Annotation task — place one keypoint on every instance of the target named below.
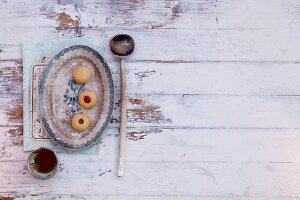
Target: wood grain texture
(213, 99)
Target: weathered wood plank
(182, 14)
(179, 145)
(51, 195)
(186, 78)
(277, 180)
(176, 45)
(193, 111)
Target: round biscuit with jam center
(80, 122)
(81, 74)
(87, 99)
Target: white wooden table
(213, 99)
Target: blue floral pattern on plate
(72, 99)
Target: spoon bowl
(122, 45)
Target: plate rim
(42, 100)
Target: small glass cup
(42, 163)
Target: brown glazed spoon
(122, 45)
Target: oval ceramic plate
(58, 97)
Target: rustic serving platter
(58, 97)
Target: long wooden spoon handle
(122, 148)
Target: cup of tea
(42, 163)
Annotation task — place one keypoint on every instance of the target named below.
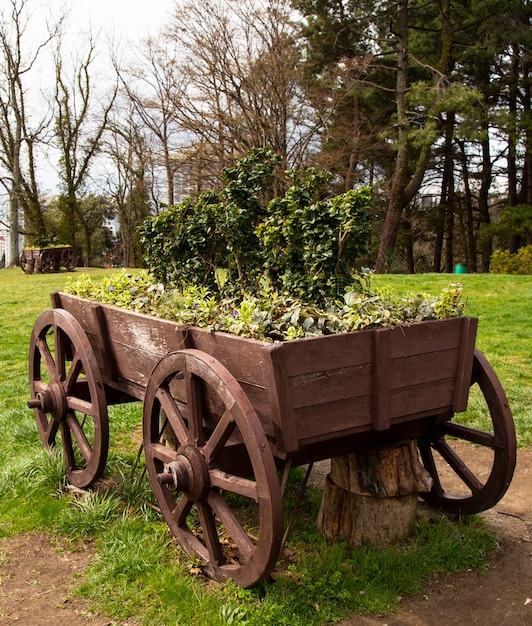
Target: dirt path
(37, 575)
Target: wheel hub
(188, 473)
(52, 400)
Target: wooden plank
(331, 419)
(464, 367)
(306, 356)
(381, 379)
(426, 337)
(330, 385)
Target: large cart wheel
(69, 259)
(218, 489)
(476, 483)
(68, 396)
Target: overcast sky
(132, 19)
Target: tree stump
(371, 496)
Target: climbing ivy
(306, 243)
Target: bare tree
(20, 132)
(78, 133)
(130, 181)
(241, 65)
(152, 83)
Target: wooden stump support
(371, 496)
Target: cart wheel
(218, 491)
(67, 395)
(47, 262)
(69, 259)
(478, 484)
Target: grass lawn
(138, 571)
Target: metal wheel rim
(62, 375)
(502, 441)
(259, 558)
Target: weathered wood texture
(305, 392)
(371, 496)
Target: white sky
(132, 19)
(115, 24)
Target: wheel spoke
(60, 351)
(480, 437)
(79, 435)
(234, 484)
(459, 467)
(161, 453)
(82, 406)
(219, 437)
(51, 432)
(181, 510)
(46, 355)
(195, 408)
(232, 525)
(210, 534)
(73, 373)
(173, 414)
(68, 449)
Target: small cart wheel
(48, 262)
(477, 484)
(69, 259)
(218, 489)
(67, 395)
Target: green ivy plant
(306, 243)
(267, 314)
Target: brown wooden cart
(222, 414)
(36, 260)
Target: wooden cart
(222, 414)
(36, 260)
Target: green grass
(139, 572)
(503, 305)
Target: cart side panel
(128, 345)
(371, 380)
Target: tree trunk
(371, 496)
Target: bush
(307, 244)
(502, 262)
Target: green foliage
(503, 262)
(189, 241)
(309, 245)
(268, 314)
(139, 573)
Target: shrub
(502, 262)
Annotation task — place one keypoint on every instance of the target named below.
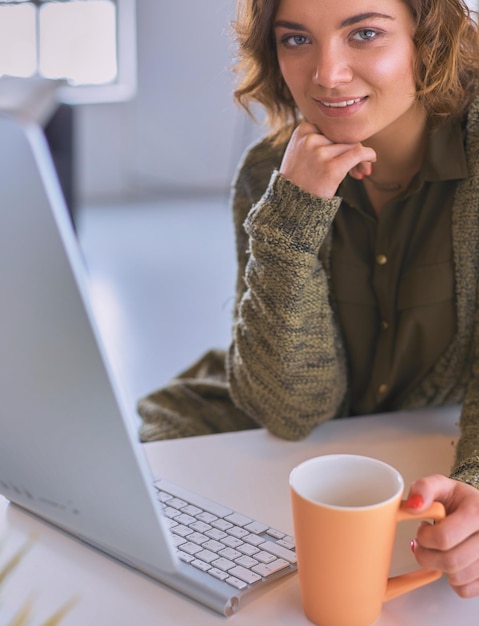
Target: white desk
(249, 471)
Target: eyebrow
(349, 21)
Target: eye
(365, 35)
(294, 41)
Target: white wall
(182, 133)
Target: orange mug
(345, 512)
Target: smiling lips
(339, 105)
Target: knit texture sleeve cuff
(467, 471)
(287, 215)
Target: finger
(468, 590)
(461, 502)
(460, 562)
(364, 168)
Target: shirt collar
(445, 157)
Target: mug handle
(397, 585)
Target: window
(88, 44)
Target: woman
(358, 263)
(357, 227)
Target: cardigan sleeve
(285, 366)
(466, 466)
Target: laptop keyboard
(225, 544)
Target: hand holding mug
(345, 512)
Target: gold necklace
(390, 187)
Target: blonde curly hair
(447, 59)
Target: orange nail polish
(414, 502)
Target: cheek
(395, 73)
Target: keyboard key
(246, 561)
(183, 556)
(201, 527)
(233, 542)
(217, 573)
(229, 553)
(237, 532)
(264, 557)
(276, 534)
(198, 538)
(181, 530)
(246, 548)
(236, 582)
(170, 512)
(207, 556)
(257, 528)
(223, 564)
(191, 548)
(216, 534)
(254, 540)
(244, 574)
(213, 545)
(176, 503)
(206, 517)
(163, 496)
(204, 567)
(185, 519)
(177, 540)
(191, 510)
(265, 570)
(279, 551)
(238, 519)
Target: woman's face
(349, 64)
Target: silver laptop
(69, 451)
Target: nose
(332, 67)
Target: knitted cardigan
(286, 368)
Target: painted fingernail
(414, 502)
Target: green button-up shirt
(393, 279)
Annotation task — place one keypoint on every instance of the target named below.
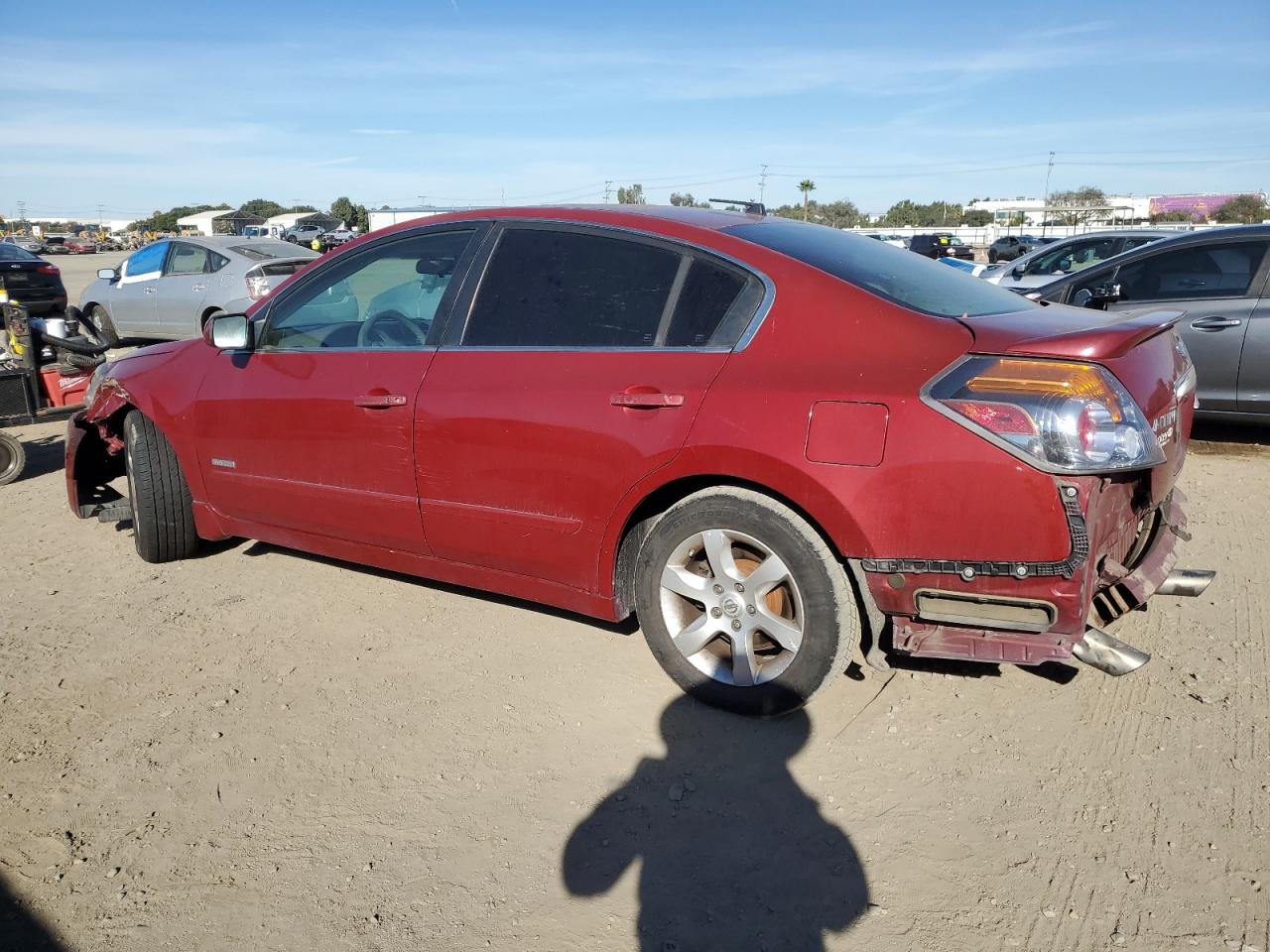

------------

* [PROBLEM STATEMENT]: Each record above is to be restated exactly, with its pictures removed from the copy.

* [THE COMPLETED TASK]:
Annotation task — place one keypoint on every instance of the target named below.
Target: wood grain texture
(213, 99)
Target: weathered wood plank
(182, 14)
(179, 145)
(51, 195)
(186, 78)
(277, 180)
(176, 45)
(193, 111)
Target: round biscuit with jam center
(80, 122)
(81, 74)
(87, 99)
Target: white wooden table
(213, 99)
Target: blue floral pattern on plate
(72, 99)
Target: spoon bowl
(122, 45)
Target: plate rim
(42, 100)
Target: small glass cup
(42, 163)
Target: brown glazed spoon
(122, 45)
Target: oval ceramic plate
(58, 97)
Target: rustic serving platter
(58, 97)
Target: long wooden spoon handle
(122, 148)
Target: cup of tea
(42, 163)
Annotation task — place one keypoint on every instance of the target named below.
Target: dirt path
(37, 575)
Target: wheel hub
(188, 473)
(52, 400)
Target: wooden plank
(331, 419)
(464, 367)
(306, 356)
(381, 379)
(426, 337)
(330, 385)
Target: large cart wheel
(69, 259)
(218, 489)
(476, 483)
(68, 396)
Target: overcast sky
(132, 19)
Target: tree stump
(371, 496)
Target: climbing ivy
(306, 243)
Target: bare tree
(20, 132)
(78, 133)
(130, 181)
(241, 65)
(152, 83)
Target: wooden stump support
(371, 496)
Target: cart wheel
(218, 491)
(67, 395)
(47, 262)
(69, 259)
(478, 484)
Target: grass lawn
(138, 571)
Target: metal wheel rim
(62, 375)
(502, 441)
(259, 558)
Target: weathered wood texture
(305, 392)
(371, 496)
Target: white sky
(132, 19)
(115, 24)
Target: wheel spoke
(60, 351)
(480, 437)
(79, 435)
(234, 484)
(459, 467)
(161, 453)
(82, 406)
(219, 437)
(51, 432)
(181, 510)
(46, 355)
(195, 408)
(232, 525)
(210, 534)
(73, 373)
(173, 414)
(68, 449)
Target: small cart wheel
(48, 262)
(477, 484)
(69, 259)
(218, 489)
(67, 395)
Target: green ivy plant
(306, 243)
(267, 314)
Target: brown wooden cart
(222, 414)
(36, 260)
Target: wooden cart
(222, 414)
(36, 260)
Target: green grass
(139, 572)
(503, 305)
Target: cart side panel
(128, 345)
(371, 380)
Target: tree trunk
(371, 496)
Target: bush
(307, 244)
(502, 262)
Target: green foliage
(503, 262)
(189, 241)
(309, 245)
(268, 314)
(139, 573)
Target: shrub
(502, 262)
Annotation task — place one keypoint on every instance of the target named below.
Target: white desk
(249, 471)
Target: eyebrow
(349, 21)
Target: eye
(365, 35)
(294, 41)
Target: white wall
(182, 133)
Target: orange mug
(345, 512)
Target: smiling lips
(339, 105)
Target: knit texture sleeve cuff
(467, 471)
(287, 215)
Target: finger
(468, 590)
(461, 502)
(460, 562)
(364, 168)
Target: shirt collar
(445, 157)
Target: mug handle
(397, 585)
Target: window
(88, 44)
Target: woman
(358, 263)
(357, 227)
Target: cardigan sleeve
(285, 366)
(466, 466)
Target: laptop keyboard
(225, 544)
Target: hand holding mug
(345, 512)
Target: gold necklace
(390, 187)
Target: blonde curly hair
(447, 59)
Target: orange nail polish
(414, 502)
Target: cheek
(395, 73)
Target: keyboard key
(246, 561)
(183, 556)
(201, 527)
(233, 542)
(217, 573)
(229, 553)
(237, 532)
(264, 557)
(276, 534)
(198, 538)
(181, 530)
(246, 548)
(236, 582)
(170, 512)
(207, 556)
(257, 528)
(223, 564)
(191, 548)
(216, 534)
(254, 540)
(244, 574)
(213, 545)
(176, 503)
(206, 517)
(163, 496)
(204, 567)
(185, 519)
(177, 540)
(191, 510)
(265, 570)
(279, 551)
(238, 519)
Target: woman's face
(349, 64)
Target: silver laptop
(69, 451)
Target: nose
(332, 67)
Target: knitted cardigan
(286, 368)
Target: painted fingernail
(414, 502)
Target: green button-up shirt
(393, 279)
Annotation task — place one keypoint on every instance of the target named below.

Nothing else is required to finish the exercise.